• [Excerpted passage]
Begin

UNITED STATES DISTRICT COURT SOUTHERN DISTRICT OF NEW YORK
Feb 27, 2013
No. 10 Civ. 1335 (RA) (JCF) (S.D.N.Y. Feb. 27, 2013)

Opinion

No. 10 Civ. 1335 (RA) (JCF)

02-27-2013

GUAN MING LIN, et al., Plaintiffs, v. BENIHANA NEW YORK CORP, et al., Defendants. LONG HUA ZHANG, et al., Plaintiffs, v. BENIHANA INC., et al., Defendants. MARTIN GARCIA, et al., Plaintiffs, v. BENIHANA INC., et al., Defendants.


ORDER ADOPTING REPORT AND

RECOMMENDATION

RONNIE ABRAMS, United States District Judge:

Plaintiffs bring this action alleging violations of the Fair Labor Standards Act ("FLSA"), 29 U.S.C. § 201 et seq., and New York Labor Law ("NYLL"). They have filed a motion for class certification on behalf of all non-exempt employees employed by Defendants at a group of Defendants' restaurants ("Restaurants") from February 18, 2004 until the present ("Class Period"). Specifically, Plaintiffs seek certification as to their claims that Defendants: (1) did not pay required spread of hours wages ("Spread of Hours Claim"); (2) did not provide proper wage statements ("Wage Statement Claim"); and (3) did not provide proper wage and hour notices.

Before the Court is the October 23, 2012 Report and Recommendation ("Report") of Magistrate Judge James C. Francis IV. The Report recommends that the Court certify classes with respect to the Spread of Hours Claim and the Wage Statement Claim. Specifically, as to the Spread of Hours Claim, the Report recommends that the Court certify a class consisting of all current and former non-exempt employees employed by the Restaurants at minimum wage from February 18, 2004 through June 25, 2009 ("Spread of Hours Class"). As to the Wage Statement Claim, the Report recommends that the Court certify a class consisting of all current and former non-exempt employees employed by the Restaurants from February 18, 2004 until the present ("Wage Statement Class"). The Report also recommends that the Court grant Plaintiffs' other requests for relief associated with certification. Finally, it recommends that the Court deny the Motion in all other respects.

Specifically, the Report recommends that: the named Plaintiffs be designated as class representatives and that Lee Litigation Group, PLLC, be appointed as class counsel; the parties confer and submit joint or separate proposed notices; and Defendants be ordered to produce the names, last known addresses, telephone numbers, positions, dates of employment and weekly hours worked for all employees of the Restaurants from February 18, 2004 until the present and identify minimum wage employees from February 18, 2004 through June 25, 2009.

End

• [Data excerpts]
Begin

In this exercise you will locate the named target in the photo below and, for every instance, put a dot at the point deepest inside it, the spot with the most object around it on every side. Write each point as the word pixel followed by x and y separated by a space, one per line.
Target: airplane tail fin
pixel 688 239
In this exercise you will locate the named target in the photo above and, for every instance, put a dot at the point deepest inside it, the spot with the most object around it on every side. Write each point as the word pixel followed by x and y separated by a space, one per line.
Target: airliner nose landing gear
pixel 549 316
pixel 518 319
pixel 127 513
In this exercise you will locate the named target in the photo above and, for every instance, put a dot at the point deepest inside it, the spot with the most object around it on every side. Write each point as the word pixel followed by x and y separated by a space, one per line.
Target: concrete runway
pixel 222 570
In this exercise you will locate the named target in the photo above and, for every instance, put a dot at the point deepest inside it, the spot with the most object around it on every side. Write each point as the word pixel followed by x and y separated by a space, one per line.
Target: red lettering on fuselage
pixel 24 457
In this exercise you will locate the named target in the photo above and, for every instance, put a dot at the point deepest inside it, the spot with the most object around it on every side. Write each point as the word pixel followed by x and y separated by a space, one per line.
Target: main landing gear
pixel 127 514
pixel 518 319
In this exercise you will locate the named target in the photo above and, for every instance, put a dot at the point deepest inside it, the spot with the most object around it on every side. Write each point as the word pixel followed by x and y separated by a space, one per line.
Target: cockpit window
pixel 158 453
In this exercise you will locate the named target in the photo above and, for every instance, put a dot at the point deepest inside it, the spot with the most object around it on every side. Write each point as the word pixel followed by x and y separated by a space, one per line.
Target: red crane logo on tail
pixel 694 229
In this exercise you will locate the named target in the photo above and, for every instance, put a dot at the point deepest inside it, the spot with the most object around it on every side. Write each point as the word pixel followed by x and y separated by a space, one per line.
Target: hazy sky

End
Begin

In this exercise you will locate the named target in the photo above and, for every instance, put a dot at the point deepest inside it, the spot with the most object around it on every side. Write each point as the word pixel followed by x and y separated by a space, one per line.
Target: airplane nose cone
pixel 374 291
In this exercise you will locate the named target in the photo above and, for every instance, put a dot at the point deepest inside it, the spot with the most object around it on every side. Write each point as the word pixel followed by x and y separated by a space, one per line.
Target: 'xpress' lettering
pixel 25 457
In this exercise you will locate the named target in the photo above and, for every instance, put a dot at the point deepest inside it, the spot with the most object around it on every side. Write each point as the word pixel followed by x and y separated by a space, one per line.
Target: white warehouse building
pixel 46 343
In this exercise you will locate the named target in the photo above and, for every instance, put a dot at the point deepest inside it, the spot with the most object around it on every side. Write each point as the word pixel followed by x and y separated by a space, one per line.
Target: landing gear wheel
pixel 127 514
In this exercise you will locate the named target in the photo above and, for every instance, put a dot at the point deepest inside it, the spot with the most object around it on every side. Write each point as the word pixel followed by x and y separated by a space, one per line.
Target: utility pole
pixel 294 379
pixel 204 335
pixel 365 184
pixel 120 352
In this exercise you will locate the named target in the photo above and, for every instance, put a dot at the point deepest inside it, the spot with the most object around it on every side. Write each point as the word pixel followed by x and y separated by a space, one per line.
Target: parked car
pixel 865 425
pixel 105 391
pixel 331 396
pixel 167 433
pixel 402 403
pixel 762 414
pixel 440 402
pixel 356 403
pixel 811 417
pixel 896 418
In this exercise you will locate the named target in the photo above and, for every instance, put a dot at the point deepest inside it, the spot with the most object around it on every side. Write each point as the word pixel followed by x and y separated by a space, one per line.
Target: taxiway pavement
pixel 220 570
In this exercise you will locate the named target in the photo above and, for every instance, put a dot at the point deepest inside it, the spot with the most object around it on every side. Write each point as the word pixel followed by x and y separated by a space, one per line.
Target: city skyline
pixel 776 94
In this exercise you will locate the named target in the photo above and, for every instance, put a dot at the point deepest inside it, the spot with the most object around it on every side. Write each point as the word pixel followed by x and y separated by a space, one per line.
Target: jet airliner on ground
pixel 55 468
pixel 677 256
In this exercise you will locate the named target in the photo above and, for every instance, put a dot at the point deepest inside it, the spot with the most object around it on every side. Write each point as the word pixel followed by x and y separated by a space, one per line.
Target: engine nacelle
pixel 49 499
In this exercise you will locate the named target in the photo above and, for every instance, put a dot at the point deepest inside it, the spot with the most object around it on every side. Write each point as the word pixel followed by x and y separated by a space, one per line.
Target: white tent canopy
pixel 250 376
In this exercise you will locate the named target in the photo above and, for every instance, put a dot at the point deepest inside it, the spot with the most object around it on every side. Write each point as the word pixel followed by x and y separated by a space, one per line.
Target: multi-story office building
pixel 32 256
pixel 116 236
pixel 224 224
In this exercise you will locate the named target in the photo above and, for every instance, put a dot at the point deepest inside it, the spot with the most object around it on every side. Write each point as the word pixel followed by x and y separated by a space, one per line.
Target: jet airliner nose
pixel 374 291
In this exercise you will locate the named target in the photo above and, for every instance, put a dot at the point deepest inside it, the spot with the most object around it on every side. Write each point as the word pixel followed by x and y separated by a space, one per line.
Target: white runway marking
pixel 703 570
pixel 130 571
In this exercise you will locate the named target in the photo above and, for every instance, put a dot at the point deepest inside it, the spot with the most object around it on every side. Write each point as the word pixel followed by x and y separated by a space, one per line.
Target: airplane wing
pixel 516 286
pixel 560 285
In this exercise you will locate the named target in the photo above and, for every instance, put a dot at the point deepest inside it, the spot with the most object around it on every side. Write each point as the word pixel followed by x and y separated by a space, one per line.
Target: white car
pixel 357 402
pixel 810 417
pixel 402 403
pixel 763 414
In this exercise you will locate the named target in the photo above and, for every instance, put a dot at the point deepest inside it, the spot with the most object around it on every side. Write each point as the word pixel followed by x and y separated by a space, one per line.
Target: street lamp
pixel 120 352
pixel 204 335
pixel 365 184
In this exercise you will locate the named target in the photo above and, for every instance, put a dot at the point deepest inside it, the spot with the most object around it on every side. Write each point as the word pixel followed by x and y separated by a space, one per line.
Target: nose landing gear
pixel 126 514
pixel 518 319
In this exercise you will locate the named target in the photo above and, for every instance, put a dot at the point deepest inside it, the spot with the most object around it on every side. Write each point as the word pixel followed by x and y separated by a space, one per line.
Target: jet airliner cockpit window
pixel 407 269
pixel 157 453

End
Begin

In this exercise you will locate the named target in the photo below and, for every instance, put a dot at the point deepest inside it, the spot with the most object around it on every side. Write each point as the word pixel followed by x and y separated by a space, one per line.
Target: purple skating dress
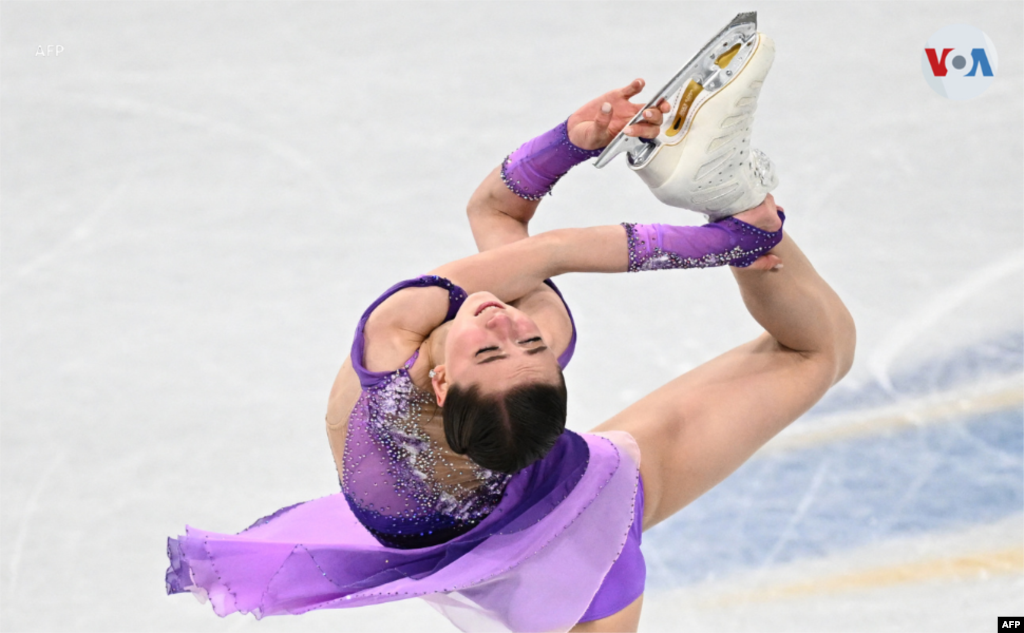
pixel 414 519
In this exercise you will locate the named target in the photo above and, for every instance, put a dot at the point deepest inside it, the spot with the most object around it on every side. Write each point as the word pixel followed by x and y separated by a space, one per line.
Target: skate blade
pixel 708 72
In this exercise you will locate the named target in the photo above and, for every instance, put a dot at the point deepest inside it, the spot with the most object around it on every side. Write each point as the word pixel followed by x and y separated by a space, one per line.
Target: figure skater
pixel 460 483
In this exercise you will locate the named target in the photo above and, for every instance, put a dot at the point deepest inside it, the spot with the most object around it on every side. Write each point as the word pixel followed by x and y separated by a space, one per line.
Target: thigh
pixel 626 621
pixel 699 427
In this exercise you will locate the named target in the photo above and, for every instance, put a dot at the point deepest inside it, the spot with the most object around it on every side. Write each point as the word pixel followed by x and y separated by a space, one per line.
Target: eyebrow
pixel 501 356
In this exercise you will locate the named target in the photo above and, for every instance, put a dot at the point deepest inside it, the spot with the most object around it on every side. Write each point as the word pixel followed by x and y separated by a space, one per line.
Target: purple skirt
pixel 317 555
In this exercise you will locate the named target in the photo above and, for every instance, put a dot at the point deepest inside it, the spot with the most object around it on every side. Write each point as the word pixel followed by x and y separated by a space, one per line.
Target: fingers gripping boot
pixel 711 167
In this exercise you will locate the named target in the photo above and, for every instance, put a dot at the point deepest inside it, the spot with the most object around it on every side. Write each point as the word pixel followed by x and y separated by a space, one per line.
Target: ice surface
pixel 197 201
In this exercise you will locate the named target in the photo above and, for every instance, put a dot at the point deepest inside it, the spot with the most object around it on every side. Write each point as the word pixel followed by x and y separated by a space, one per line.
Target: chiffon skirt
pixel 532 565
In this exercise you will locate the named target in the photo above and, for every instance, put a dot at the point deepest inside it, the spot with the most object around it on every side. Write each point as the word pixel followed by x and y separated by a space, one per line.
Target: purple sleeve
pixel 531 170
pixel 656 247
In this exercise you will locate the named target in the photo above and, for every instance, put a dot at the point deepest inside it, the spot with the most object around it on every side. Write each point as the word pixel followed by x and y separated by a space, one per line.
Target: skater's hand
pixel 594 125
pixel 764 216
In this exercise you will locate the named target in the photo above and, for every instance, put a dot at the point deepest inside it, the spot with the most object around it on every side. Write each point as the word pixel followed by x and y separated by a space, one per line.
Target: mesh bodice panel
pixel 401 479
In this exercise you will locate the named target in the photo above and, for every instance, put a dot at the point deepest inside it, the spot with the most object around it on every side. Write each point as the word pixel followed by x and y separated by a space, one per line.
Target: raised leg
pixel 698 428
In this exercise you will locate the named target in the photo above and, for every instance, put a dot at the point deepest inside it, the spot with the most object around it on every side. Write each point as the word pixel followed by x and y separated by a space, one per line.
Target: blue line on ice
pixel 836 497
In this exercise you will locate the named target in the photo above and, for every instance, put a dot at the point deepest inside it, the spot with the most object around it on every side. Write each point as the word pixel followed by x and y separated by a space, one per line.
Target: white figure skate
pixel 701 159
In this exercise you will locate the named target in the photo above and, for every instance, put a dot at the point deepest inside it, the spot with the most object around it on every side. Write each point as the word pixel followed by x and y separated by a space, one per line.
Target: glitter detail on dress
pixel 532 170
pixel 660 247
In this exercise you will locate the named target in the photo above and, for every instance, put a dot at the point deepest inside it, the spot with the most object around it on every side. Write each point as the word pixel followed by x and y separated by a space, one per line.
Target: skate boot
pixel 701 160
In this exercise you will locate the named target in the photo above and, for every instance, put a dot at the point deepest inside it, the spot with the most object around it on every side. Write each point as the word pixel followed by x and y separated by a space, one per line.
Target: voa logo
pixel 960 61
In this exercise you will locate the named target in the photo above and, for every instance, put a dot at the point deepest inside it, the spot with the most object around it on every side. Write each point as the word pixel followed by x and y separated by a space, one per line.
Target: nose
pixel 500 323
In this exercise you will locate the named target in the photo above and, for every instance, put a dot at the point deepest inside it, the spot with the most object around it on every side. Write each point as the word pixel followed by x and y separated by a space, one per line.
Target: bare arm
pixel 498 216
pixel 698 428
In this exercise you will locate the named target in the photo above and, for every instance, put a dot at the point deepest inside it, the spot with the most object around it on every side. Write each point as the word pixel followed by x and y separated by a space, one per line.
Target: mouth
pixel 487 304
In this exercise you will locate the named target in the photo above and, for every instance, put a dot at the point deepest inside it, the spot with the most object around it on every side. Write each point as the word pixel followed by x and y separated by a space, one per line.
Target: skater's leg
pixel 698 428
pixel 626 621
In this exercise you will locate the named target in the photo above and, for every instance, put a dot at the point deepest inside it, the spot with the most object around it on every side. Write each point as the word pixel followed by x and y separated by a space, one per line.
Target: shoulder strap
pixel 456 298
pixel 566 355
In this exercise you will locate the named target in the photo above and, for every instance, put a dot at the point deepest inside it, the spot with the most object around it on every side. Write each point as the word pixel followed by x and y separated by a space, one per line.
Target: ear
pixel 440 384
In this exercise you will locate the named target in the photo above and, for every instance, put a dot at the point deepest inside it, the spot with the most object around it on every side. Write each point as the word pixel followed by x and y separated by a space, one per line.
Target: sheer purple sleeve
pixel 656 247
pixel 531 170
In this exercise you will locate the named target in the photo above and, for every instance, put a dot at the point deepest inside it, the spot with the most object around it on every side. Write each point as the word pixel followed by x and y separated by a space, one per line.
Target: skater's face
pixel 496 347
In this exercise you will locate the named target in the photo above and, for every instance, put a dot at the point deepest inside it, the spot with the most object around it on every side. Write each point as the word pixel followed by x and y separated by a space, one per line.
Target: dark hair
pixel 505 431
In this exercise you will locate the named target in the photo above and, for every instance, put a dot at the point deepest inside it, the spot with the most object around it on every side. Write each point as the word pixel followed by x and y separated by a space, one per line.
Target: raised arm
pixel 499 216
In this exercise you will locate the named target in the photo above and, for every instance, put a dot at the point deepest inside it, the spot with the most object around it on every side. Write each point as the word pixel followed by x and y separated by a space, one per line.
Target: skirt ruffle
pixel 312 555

End

• [Set of tasks]
1 - In the court order, who wrote the Report and Recommendation dated October 23, 2012?
2 - Please copy the court order's text between "Plaintiffs bring this" and "and hour notices.", inclusive.
3 - Extend the court order by writing what comes after its last sentence.
The records have no role in this work.

• [Results by task]
1 - Magistrate Judge James C. Francis IV.

2 -
Plaintiffs bring this action alleging violations of the Fair Labor Standards Act ("FLSA"), 29 U.S.C. § 201 et seq., and New York Labor Law ("NYLL"). They have filed a motion for class certification on behalf of all non-exempt employees employed by Defendants at a group of Defendants' restaurants ("Restaurants") from February 18, 2004 until the present ("Class Period"). Specifically, Plaintiffs seek certification as to their claims that Defendants: (1) did not pay required spread of hours wages ("Spread of Hours Claim"); (2) did not provide proper wage statements ("Wage Statement Claim"); and (3) did not provide proper wage and hour notices.

3 -
On November 20, 2012, Defendants filed objections to the Report's recommendations as to the Spread of Hours Class and Wage Statement Class. Plaintiffs responded to Defendants' objections on December 5, 2012 and Defendants replied on December 19, 2012.

For the reasons set forth in the Report and below, the Court adopts the Report in its entirety.

STANDARD OF REVIEW

A district court "may accept, reject, or modify, in whole or in part, the findings or recommendations made by the magistrate judge." 28 U.S.C. § 636(b)(1)(C). Where, as here, a party makes specific objections to a report and recommendation the district court must "make a de novo determination of those portions of the report or specified proposed findings or recommendations to which objection is made." Id.; see also Fed. R. Civ. P. 72(b)(3) ("The district judge must determine de novo any part of the magistrate judge's disposition that has been properly objected to."). "The district court may adopt those portions of a report and recommendation to which no objections have been made, as long as no clear error is apparent from the face of the record." Francis v. A & E Stores, Inc., No. 06 Civ. 1638 (CS) (GAY), 2008 WL 4619858, *1 (S.D.N.Y. Oct. 16, 2008). The clearly-erroneous standard also applies when a party makes only conclusory or general objections, or simply reiterates his original arguments. Id. (citations and quotation marks omitted).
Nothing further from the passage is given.